→ **Pointing dataset excerpts**:
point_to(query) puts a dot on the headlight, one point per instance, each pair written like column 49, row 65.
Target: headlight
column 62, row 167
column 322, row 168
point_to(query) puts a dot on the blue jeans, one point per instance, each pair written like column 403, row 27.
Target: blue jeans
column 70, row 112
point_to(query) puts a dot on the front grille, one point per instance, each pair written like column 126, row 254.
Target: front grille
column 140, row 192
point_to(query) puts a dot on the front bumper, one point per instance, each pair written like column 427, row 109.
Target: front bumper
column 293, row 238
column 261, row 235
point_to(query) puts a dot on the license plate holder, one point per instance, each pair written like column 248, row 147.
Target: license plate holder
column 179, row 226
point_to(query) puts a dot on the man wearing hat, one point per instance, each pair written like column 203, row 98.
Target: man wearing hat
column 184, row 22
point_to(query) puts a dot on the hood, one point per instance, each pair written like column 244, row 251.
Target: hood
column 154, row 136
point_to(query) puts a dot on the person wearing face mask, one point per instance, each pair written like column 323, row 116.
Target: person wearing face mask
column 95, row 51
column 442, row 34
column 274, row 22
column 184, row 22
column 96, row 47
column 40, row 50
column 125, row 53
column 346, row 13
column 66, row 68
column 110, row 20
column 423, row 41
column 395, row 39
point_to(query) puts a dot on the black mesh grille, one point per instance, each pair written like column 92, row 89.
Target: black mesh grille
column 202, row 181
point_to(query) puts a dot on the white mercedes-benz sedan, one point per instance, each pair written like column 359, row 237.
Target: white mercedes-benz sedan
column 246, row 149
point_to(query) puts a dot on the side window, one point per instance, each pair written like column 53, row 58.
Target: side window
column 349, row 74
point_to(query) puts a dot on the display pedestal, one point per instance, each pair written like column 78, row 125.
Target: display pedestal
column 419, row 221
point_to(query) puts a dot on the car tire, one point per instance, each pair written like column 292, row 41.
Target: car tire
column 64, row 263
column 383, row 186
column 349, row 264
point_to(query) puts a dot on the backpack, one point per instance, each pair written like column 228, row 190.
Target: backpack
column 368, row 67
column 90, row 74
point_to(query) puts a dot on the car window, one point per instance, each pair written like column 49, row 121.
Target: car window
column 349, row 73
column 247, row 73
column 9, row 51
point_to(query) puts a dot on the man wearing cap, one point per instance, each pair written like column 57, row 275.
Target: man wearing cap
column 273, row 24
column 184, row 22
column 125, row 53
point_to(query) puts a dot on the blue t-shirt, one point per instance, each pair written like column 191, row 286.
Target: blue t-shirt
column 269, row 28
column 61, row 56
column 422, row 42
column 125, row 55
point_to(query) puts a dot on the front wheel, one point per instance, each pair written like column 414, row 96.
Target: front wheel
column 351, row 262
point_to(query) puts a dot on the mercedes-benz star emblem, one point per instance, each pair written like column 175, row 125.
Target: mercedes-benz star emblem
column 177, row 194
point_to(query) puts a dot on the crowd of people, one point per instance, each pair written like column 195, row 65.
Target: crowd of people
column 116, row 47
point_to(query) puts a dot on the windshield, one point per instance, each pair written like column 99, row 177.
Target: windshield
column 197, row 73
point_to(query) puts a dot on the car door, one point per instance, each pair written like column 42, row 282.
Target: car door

→ **Work instructions**:
Rewrite the entries from the line containing "point_to(query) puts a dot on the front bumper, one" through the line containing "column 395, row 39" as a CSV with two columns, text and answer, one row per entry. Put each value in a single quoted field, with line breaks replaced by spaces.

→ **Finished answer**:
text,answer
"point_to(query) puts a dot on the front bumper, one point per instance, each pair written like column 427, row 109. Target: front bumper","column 293, row 238 column 261, row 235"
"point_to(query) puts a dot on the license plate holder, one point per instance, each pair written like column 248, row 147. Target: license plate holder","column 179, row 226"
"point_to(query) puts a dot on the man wearing hat, one point per instance, each pair written like column 203, row 98. Target: man wearing hat","column 184, row 22"
"point_to(query) puts a dot on the hood, one point per instance, each pair written like column 244, row 251. Target: hood","column 154, row 136"
"point_to(query) puts a dot on the person wearing face mask, one point per instance, each pair written like column 323, row 116. Target: person wearing face mask","column 95, row 51 column 442, row 34 column 274, row 22 column 184, row 22 column 96, row 47 column 40, row 50 column 125, row 53 column 346, row 13 column 66, row 68 column 110, row 20 column 423, row 41 column 395, row 39"